<<<<
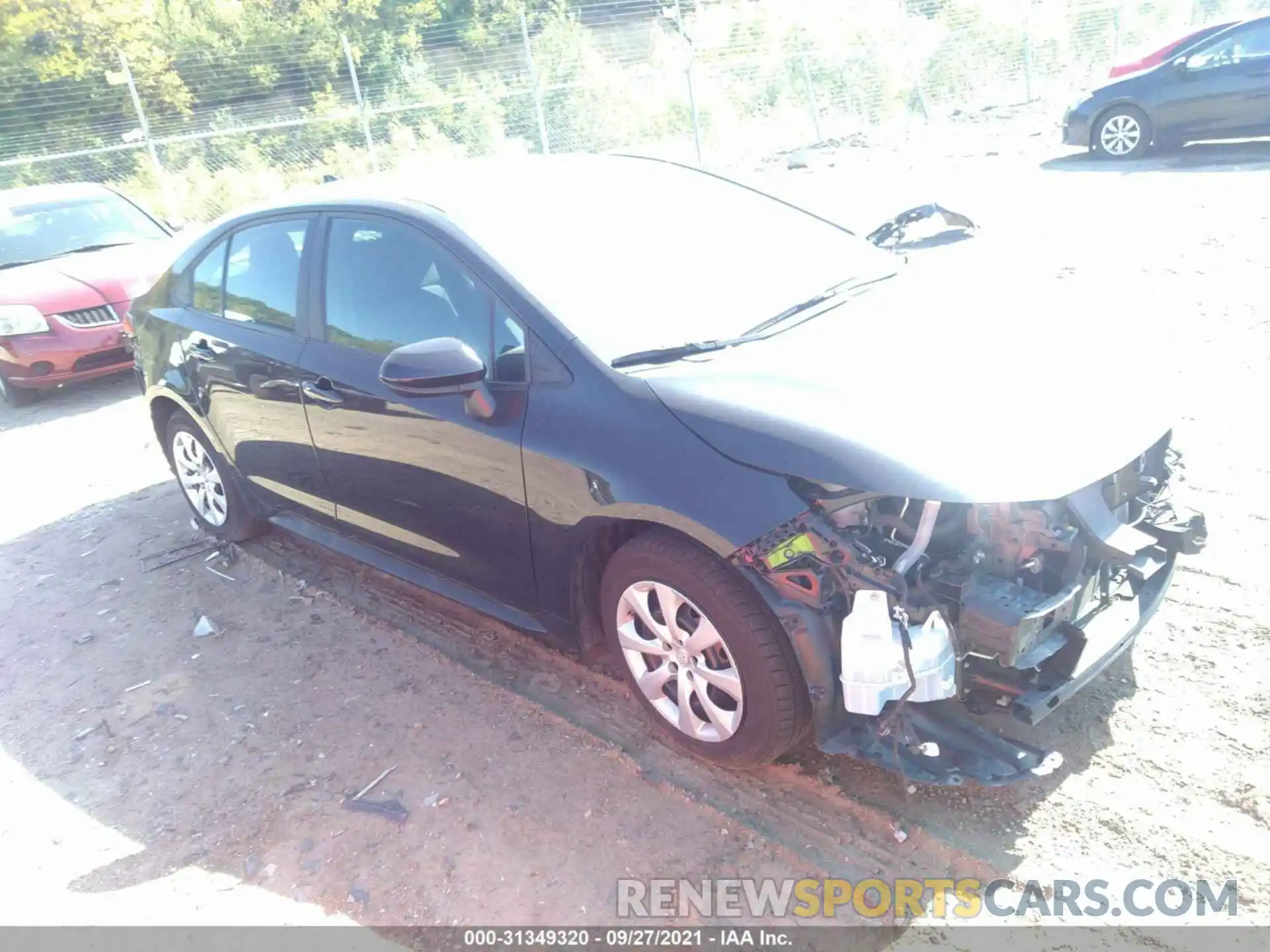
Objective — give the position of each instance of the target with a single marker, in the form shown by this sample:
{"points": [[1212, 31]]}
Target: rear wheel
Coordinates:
{"points": [[1123, 132], [16, 397], [205, 481], [701, 653]]}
>>>>
Exact repetition of each line above is expected; images are to be omitted.

■ RESULT OF THIS TASK:
Objective — give the position of each instance of the target with a single marker, in the form shown by this sample:
{"points": [[1212, 31]]}
Target: rear wheel
Coordinates:
{"points": [[1123, 132], [16, 397], [205, 481], [701, 653]]}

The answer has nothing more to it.